---- The data

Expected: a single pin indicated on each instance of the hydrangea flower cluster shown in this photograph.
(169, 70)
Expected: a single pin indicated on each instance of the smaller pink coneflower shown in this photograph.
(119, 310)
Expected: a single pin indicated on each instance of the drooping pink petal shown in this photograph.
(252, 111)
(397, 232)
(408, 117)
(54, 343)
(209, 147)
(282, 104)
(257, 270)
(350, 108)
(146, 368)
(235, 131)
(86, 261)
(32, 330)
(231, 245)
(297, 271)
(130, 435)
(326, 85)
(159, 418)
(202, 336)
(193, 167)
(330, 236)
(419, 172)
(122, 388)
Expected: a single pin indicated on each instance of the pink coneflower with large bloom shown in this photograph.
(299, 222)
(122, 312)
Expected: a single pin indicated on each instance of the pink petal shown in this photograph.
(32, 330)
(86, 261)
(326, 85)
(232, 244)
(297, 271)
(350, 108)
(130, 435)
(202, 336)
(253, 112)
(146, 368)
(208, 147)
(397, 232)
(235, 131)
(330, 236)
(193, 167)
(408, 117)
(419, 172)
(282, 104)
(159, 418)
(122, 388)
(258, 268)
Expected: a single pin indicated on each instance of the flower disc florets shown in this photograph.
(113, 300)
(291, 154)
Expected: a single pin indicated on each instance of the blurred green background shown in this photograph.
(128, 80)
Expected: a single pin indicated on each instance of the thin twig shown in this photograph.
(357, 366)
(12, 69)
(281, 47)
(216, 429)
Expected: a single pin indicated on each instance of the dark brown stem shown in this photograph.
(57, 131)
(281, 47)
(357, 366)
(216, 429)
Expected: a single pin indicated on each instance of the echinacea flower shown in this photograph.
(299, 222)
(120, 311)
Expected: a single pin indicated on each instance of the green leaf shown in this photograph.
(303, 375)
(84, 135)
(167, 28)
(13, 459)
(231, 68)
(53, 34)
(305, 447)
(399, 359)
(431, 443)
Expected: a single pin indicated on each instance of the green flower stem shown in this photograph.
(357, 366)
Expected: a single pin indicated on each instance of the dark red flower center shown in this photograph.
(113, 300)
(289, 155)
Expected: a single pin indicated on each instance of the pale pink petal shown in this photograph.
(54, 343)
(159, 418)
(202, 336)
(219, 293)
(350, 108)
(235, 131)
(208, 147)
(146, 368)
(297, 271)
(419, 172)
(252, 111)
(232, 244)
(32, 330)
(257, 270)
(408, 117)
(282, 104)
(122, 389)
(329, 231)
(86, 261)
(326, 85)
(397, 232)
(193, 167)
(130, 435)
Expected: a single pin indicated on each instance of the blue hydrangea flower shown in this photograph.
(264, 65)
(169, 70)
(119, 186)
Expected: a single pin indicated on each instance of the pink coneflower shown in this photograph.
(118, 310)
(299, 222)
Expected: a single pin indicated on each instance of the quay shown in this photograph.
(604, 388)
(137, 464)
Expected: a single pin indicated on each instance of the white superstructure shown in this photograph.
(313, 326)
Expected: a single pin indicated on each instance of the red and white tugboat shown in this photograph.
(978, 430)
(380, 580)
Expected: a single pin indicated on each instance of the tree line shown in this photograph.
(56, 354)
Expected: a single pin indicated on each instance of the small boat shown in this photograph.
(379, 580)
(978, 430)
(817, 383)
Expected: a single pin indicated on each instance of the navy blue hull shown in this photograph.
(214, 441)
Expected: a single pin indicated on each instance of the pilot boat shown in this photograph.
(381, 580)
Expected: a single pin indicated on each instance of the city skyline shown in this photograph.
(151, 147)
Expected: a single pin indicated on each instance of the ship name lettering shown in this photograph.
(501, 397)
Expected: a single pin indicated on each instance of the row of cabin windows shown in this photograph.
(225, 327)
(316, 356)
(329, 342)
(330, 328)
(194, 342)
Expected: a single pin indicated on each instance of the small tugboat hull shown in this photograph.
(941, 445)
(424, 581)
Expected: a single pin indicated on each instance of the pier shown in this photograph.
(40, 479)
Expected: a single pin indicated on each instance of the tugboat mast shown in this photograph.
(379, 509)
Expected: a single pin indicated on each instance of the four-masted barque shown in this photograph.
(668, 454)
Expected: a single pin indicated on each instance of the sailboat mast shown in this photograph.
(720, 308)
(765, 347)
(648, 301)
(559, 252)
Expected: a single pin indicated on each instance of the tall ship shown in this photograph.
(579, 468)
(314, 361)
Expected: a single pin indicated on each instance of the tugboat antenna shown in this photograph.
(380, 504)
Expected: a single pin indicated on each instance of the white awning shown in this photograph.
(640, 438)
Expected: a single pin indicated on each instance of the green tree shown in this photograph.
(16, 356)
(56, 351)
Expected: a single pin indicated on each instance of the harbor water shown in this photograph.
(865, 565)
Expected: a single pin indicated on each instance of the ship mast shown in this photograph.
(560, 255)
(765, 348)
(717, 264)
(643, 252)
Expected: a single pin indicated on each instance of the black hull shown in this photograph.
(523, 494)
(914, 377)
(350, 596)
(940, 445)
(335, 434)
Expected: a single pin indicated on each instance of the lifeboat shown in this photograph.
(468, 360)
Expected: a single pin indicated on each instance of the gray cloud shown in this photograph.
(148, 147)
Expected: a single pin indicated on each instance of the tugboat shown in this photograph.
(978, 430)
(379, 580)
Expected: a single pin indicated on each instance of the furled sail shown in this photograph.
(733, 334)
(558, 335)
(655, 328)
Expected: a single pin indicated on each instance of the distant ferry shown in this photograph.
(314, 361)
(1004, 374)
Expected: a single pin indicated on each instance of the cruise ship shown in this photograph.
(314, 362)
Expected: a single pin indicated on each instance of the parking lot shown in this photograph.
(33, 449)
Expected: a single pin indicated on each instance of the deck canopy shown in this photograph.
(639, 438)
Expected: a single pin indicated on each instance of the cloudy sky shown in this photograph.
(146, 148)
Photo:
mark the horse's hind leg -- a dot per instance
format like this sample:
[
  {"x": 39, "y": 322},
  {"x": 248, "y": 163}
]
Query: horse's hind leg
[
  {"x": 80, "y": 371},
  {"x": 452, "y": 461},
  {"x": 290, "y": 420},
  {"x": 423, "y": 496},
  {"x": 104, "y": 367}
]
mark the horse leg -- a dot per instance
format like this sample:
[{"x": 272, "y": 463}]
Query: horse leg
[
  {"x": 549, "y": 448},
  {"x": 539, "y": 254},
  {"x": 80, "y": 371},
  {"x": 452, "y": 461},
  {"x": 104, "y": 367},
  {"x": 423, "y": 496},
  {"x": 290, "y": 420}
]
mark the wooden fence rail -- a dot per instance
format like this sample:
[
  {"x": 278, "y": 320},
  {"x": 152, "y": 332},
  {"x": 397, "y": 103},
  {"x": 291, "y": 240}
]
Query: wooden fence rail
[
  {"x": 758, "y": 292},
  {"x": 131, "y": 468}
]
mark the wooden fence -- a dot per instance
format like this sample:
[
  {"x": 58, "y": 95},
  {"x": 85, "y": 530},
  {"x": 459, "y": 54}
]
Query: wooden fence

--------

The records must be given again in full, exactly as shown.

Expected: a single pin indicated on each instance of the hydrangea flower cluster shown in this photograph.
(169, 70)
Expected: a single pin indicated on each instance of the smaller pink coneflower shown in this photograph.
(119, 310)
Expected: a single pin indicated on each instance of the drooping pink petal shown in this photograph.
(252, 111)
(397, 232)
(408, 117)
(54, 343)
(209, 147)
(282, 104)
(257, 270)
(350, 108)
(146, 368)
(235, 131)
(86, 261)
(32, 330)
(231, 245)
(297, 271)
(130, 435)
(326, 85)
(159, 418)
(202, 336)
(193, 167)
(330, 236)
(419, 172)
(122, 388)
Expected: a single pin indicated on each instance of the pink coneflower with large bloom shown in this photograph.
(299, 222)
(122, 312)
Expected: a single pin indicated on each instance of the pink petal shown in this photograph.
(32, 330)
(86, 261)
(326, 85)
(232, 244)
(297, 271)
(350, 108)
(130, 435)
(202, 336)
(253, 112)
(146, 368)
(208, 147)
(397, 232)
(235, 131)
(330, 236)
(193, 167)
(408, 117)
(419, 172)
(282, 104)
(159, 418)
(122, 388)
(258, 268)
Expected: a single pin indicated on each instance of the flower disc florets shown in this photograph.
(113, 300)
(291, 154)
Expected: a single pin indicated on each instance of the blurred green background shown in this photograph.
(128, 80)
Expected: a single pin indicated on each instance of the thin twig shown in this photograph.
(357, 366)
(12, 69)
(281, 47)
(216, 429)
Expected: a single pin indicated on each instance of the dark brown stem shown in this photograph.
(57, 131)
(281, 47)
(357, 366)
(216, 429)
Expected: a single pin indicated on each instance of the echinacea flower shown in this photograph.
(299, 222)
(120, 311)
Expected: a single pin indicated on each instance of the green leaf shown in this photograph.
(303, 375)
(84, 135)
(167, 28)
(13, 459)
(231, 68)
(53, 34)
(305, 447)
(399, 359)
(431, 443)
Expected: a single pin indicated on each instance of the green flower stem shown in this photograph.
(357, 366)
Expected: a single pin indicated on each instance of the dark red flower center shown in this photograph.
(113, 300)
(289, 155)
Expected: a single pin indicated on each instance of the pale pink petal shown in this photograph.
(54, 343)
(159, 418)
(202, 336)
(219, 293)
(350, 108)
(235, 131)
(208, 147)
(146, 368)
(297, 271)
(419, 172)
(252, 111)
(232, 244)
(32, 330)
(257, 270)
(408, 117)
(282, 104)
(122, 389)
(329, 231)
(86, 261)
(326, 85)
(397, 232)
(193, 167)
(130, 435)
Expected: a single pin indicated on each instance of the blue hydrangea flower shown in this photograph.
(264, 65)
(169, 70)
(119, 186)
Expected: a single pin indicated on each instance of the pink coneflower shown in this photograph.
(118, 310)
(299, 222)
Expected: a single pin indicated on each instance of the quay shown in this photograph.
(604, 388)
(137, 464)
Expected: a single pin indicated on each instance of the white superstructure shown in this photograph.
(313, 326)
Expected: a single pin indicated on each instance of the red and white tugboat shown in this photograph.
(978, 430)
(380, 580)
Expected: a single pin indicated on each instance of the tree line shown in this photograph.
(56, 354)
Expected: a single pin indicated on each instance of the small boat shown in this photograph.
(379, 580)
(978, 430)
(817, 383)
Expected: a single pin indicated on each instance of the navy blue hull shown in this photograph.
(214, 441)
Expected: a single pin indicated on each instance of the pilot boat shown in this photograph.
(381, 580)
Expected: a single pin indicated on each instance of the city skyline shown in this photograph.
(151, 147)
Expected: a single pin indicated on each instance of the ship name lettering shown in this photograph.
(501, 397)
Expected: a single pin indicated on each instance of the row of cabin windows shown in this photograph.
(225, 327)
(316, 356)
(329, 342)
(330, 328)
(194, 342)
Expected: a single pin indicated on each instance of the small tugboat hull shown in this photograph.
(941, 445)
(424, 581)
Expected: a single pin indicated on each instance of the pier shown in this photograph.
(40, 479)
Expected: a single pin indicated on each instance of the tugboat mast shown in this photograph.
(379, 509)
Expected: a single pin indicated on each instance of the four-masted barque shown in this photograph.
(668, 454)
Expected: a single pin indicated on each instance of the sailboat mast shown in this photograph.
(720, 308)
(765, 347)
(648, 301)
(559, 252)
Expected: a single pin indicated on each instance of the tall ship shown in this photograph.
(579, 468)
(314, 361)
Expected: a single pin indicated on each instance of the tugboat antenna shown in this photograph.
(380, 504)
Expected: a single pin indicated on each instance of the white awning shown in this photograph.
(640, 438)
Expected: a single pin indicated on each instance of the green tree shown in this photograph.
(16, 356)
(56, 351)
Expected: a single pin indicated on each instance of the harbor water shown in this photograph.
(865, 565)
Expected: a single pin indicated on each instance of the ship mast shown in this photograph.
(560, 255)
(765, 348)
(717, 264)
(643, 252)
Expected: a single pin indicated on each instance of the black hull shown in this photograph.
(523, 494)
(914, 377)
(350, 596)
(940, 445)
(335, 434)
Expected: a single pin indicated on each instance of the lifeboat shown in this photograph.
(468, 360)
Expected: a single pin indicated on each instance of the gray cloud shown in this photograph.
(148, 147)
Expected: a single pin indicated on each instance of the tugboat shown in this photograph.
(978, 430)
(379, 580)
Expected: a single pin indicated on each instance of the furled sail shown in this photograph.
(733, 334)
(558, 335)
(655, 328)
Expected: a single pin indicated on each instance of the distant ferry shown in this photograph.
(314, 361)
(1004, 374)
Expected: a single pin indicated on each instance of the cruise ship shown in this photograph.
(314, 362)
Expected: a single pin indicated on each instance of the parking lot shown in this photograph.
(33, 449)
Expected: a single pin indicated on each instance of the deck canopy shown in this photograph.
(639, 438)
Expected: a single pin indicated on each instance of the cloudy sky shown in this photograph.
(146, 148)
Photo:
mark the horse's hind leg -- a dot per instance
format like this sample:
[
  {"x": 39, "y": 322},
  {"x": 248, "y": 163}
]
Query: horse's hind leg
[
  {"x": 80, "y": 371},
  {"x": 452, "y": 461},
  {"x": 290, "y": 420},
  {"x": 423, "y": 496},
  {"x": 104, "y": 367}
]
mark the horse leg -- a dot per instance
format like this sample:
[{"x": 272, "y": 463}]
Query: horse leg
[
  {"x": 549, "y": 448},
  {"x": 539, "y": 254},
  {"x": 80, "y": 371},
  {"x": 452, "y": 461},
  {"x": 104, "y": 367},
  {"x": 423, "y": 496},
  {"x": 290, "y": 420}
]
mark the wooden fence rail -- a dot per instance
format like this sample:
[
  {"x": 278, "y": 320},
  {"x": 152, "y": 332},
  {"x": 397, "y": 103},
  {"x": 291, "y": 240}
]
Query: wooden fence rail
[
  {"x": 758, "y": 292},
  {"x": 131, "y": 468}
]
mark the wooden fence -- a dot per instance
format like this sample:
[
  {"x": 58, "y": 95},
  {"x": 85, "y": 530},
  {"x": 459, "y": 54}
]
Query: wooden fence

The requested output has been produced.